Source document:
# New to Dye Sub Inks? refillable cartridges?



## zantees (Oct 13, 2009)

New to dye sub, I have an epson 1400 that I'd like to set up. I want to get refillable cartridges and bulk ink or dye sub cartridges. 

Will these cartridges below do the trick or do they have to be specific to dye sub inks? 

Refillable Cartridges For Epson, Canon and HP printers
Inkjet Refill Cartridges for Epson 1400 | Ink Refill cartridges for Epson 1400

Where to buy inks? Sublijet vs Artanium?

Thanks for help.


----------



## Teamwear (Mar 12, 2007)

any refillable cartridges will work. We hvae bought them from echostore.com and they work great.

They have sublimation ink cheap too. I have used it for 2 years with no problems.


----------



## EnMartian (Feb 14, 2008)

Your best bet is with one of the Sawgrass QuickConnect bulk systems. Those aren't refillable carts, but the refill system is rather easy to work with in that you simply close a valve and pop off one refill bag and pop the new one in and open the valve. There's no mess that way, and it keeps air out of the system, reducing potential issues. While technically, refillable carts aren't specific to sublimation inks, due to the above and other considerations, they might as well be.
Regarding Artainium vs. Sublijet - simplified, Artainium requires the use of an ICC profile and knowledge of setting them up and using them. Sublijet has its own color matching print driver from Sawgrass, along with the capability of doing spot color printing and matching, and the profile is built into that already. Sublijet costs slightly more, but is considered the best; Artainium is slightly less expensive but requires more knowledge and more experimentation may be necessary. If you have a Mac, Artainium is the only way to go unless you develop your own profile for Sublijet.
Windows based PCs can use either. 
Recommendations: Use Sublijet, and the Sawgrass QuickConnect bulk system for the 1400. Buy it from Enmart.


----------



## AbstractD (Sep 23, 2009)

Team... how's the ink, good stuff? vibrant? i have refillable cartridges.. and been looking for ink so i might get some from echo


----------



## Teamwear (Mar 12, 2007)

We have done t-shirts-and they looked good. 

We found that most people simply prefferd screenprinting-and it is cheaper. Cost usually wins out. 

We sublimate some moisture management shirts similar to Under Armor type material for sports teams-but our primary use for sublimation is in the awards industry. 

We use sublimation for metal and the plastics and it works really well. The plaques sell. If you are not in the awards business it is a good companion industry.

Brief 1: List the usernames of everyone who posted in the dye sub ink thread, giving each name only once.
Brief 2:
Answer these from the dye sub ink thread:
(a) Which printer does zantees want to set up?
(b) From which website has Teamwear bought refillable cartridges?
(c) According to EnMartian, which ink is the only way to go on a Mac unless you develop your own profile for Sublijet?
Brief 3: Add the next post to the dye sub ink thread, picking up after its final post.

(Dataset rows)
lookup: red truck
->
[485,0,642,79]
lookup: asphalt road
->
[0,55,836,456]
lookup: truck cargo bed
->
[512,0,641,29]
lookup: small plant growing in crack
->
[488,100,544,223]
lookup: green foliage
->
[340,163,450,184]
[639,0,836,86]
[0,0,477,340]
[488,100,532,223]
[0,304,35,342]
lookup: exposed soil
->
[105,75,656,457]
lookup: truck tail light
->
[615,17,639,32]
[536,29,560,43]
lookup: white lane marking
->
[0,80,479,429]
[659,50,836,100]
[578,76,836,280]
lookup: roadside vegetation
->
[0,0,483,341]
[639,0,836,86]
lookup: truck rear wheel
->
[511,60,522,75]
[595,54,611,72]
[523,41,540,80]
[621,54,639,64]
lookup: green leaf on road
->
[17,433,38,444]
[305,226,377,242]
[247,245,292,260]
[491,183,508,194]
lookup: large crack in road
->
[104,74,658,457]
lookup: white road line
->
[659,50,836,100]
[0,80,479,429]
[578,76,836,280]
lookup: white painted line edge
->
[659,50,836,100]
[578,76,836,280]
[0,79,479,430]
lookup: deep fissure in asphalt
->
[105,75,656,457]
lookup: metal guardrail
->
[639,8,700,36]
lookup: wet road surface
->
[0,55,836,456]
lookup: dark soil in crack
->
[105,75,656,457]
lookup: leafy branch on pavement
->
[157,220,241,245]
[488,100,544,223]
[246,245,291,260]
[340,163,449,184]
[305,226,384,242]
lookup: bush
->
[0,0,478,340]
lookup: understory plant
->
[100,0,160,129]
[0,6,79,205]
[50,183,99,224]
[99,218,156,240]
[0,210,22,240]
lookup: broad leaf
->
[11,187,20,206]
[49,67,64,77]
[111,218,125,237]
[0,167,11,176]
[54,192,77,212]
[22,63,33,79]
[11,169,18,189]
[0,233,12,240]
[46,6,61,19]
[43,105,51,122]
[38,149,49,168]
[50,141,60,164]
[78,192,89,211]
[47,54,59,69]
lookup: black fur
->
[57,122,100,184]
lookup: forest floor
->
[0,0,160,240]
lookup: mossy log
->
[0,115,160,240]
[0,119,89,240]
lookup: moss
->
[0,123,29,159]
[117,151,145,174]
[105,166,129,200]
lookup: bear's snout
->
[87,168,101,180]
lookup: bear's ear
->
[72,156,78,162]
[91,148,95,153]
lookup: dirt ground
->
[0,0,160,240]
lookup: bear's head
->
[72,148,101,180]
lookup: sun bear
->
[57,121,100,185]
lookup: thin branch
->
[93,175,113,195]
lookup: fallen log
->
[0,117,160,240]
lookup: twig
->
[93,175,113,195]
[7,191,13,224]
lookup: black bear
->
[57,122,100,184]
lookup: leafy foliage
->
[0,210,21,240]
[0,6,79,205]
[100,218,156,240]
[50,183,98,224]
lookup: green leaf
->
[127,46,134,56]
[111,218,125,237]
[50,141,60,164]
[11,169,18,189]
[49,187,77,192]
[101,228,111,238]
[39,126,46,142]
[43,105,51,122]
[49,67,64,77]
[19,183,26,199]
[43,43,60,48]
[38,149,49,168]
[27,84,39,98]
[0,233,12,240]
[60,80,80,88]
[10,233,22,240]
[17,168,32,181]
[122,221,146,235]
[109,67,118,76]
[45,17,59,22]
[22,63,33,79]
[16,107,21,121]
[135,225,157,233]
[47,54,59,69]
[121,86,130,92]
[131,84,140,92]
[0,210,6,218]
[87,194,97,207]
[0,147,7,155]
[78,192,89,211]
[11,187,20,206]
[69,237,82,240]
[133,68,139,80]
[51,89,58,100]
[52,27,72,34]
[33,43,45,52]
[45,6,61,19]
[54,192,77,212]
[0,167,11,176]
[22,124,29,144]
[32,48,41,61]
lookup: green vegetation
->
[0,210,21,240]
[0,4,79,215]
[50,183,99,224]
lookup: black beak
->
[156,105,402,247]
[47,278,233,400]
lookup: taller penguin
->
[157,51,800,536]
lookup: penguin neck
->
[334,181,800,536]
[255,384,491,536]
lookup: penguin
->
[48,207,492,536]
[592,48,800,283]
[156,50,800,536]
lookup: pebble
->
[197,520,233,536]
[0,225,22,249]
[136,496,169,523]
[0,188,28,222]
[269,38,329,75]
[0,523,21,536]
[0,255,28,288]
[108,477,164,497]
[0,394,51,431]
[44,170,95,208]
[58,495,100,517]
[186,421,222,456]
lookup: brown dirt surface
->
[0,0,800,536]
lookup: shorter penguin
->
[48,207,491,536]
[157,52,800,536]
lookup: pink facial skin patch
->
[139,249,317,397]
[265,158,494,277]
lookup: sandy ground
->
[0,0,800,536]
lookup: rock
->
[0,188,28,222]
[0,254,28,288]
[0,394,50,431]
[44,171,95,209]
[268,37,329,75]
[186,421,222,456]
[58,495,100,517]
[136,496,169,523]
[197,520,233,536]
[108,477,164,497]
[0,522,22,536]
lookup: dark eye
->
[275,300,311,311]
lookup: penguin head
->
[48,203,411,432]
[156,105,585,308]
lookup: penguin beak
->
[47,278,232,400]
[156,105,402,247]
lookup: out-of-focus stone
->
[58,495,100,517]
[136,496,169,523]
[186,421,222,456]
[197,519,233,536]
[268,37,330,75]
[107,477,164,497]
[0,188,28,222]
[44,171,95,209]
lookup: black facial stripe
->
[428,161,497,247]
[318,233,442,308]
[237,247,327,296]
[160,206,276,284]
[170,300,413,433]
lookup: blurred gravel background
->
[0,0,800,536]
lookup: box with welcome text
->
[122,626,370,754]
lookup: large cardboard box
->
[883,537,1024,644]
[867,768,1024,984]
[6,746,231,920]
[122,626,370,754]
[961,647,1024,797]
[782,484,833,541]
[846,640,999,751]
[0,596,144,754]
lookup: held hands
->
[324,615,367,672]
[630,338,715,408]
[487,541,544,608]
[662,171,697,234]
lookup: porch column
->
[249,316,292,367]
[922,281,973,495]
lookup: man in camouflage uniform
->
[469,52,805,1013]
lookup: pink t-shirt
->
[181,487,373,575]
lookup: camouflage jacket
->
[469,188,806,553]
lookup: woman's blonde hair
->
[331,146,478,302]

Task response 1:
zantees
Teamwear
EnMartian
AbstractD

Task response 2:
(a) An Epson 1400
(b) echostore.com
(c) Artainium

Task response 3:
We just about wore out a Epson 1400 in about 1 1/2 years. We then switched to an Epson Workforce 30. A $50 printer from Office Depot and only takes 4 colors instead of 6. Much easier to manage the refillable cartridges instead of the bulk system having to be primed. 

We cleaned the heads on the 1400 and it works fine now. We use it to print the positives for screenprinting.

We have no complaints with Echo Store. $20 bottles of ink instead of over $100. Whos knows-I never used the expensive ink-maybe it is 6 times better than what I have been using-but bottom line is that my customers are happy.

But then again-I am not selling ink-I am selling the products that they are printed on


----------



## AbstractD (Sep 23, 2009)

Do you still need to install the ICC profile?


----------



## SuzieQ5 (Oct 17, 2009)

I'd be curious to know if the refillable ink "off-brands" produce well as well on hard substrates as the Artanium/Sawgrass brands? Anyone care to comment? Thanks much.


----------



## rodrigo (Sep 9, 2006)

Sawgrass Artanium, the best inks I have ever tried.


----------



## CUSTOM UK (Jun 28, 2008)

SuzieQ5 said:


> I'd be curious to know if the refillable ink "off-brands" produce well as well on hard substrates as the Artanium/Sawgrass brands? Anyone care to comment? Thanks much.


Having larger format printers means I'm not tied to using Sawgrass products, nor do I pay out those silly sort of prices for ink either.

Although I use bulk feeders rather than refillable cartridges, alternative brand inks also produce high quality output on both hard and soft substrates. Some of those alternative brands will even work with the regular printer driver too.

Draw your own conclusions.


----------



## SuzieQ5 (Oct 17, 2009)

Thank you Custom UK - The costs (and space requirements) of the large format printers were not do-able for me, so I ordered an Epson 1400 and refillable cartridges. Is the dye sub ink for the large formats the same ink as would be used in the 1400 or would there be problems?

It would make sense to go with the large format if in the future I am able to expand my art business since the ink ends up being the most expensive part - it's a trade-off I guess.

I appreciate your thoughts.


----------



## GAW (Jan 11, 2010)

Keep us updated on the 1400. I am looking at purchasing one also since they are cheap and just getting into sub dye


----------



## Teamwear (Mar 12, 2007)

Custom UK-you are totally correct.

We had a bulk system feeder and when we moved I damaged it and frankly did not have the time to figure out how to prime it. We also realized that we rarely did anything larger than legal size-so we moved to the Workforce 30-still with Echostore ink for $20 a bottle and with no ICC profiles. 

Like CUSTOM UK says-draw your own conclusions-but here is a forum member with larger format printers that is apparently able to get acceptable results from a variety of inks.

I am a medium sized screenprinter who only has sublimation to keep from buying an engraver when we started up 3 years ago. I bought a 1400 and ink and only spent $500 total instead of the $3000 it would have cost for an engraver.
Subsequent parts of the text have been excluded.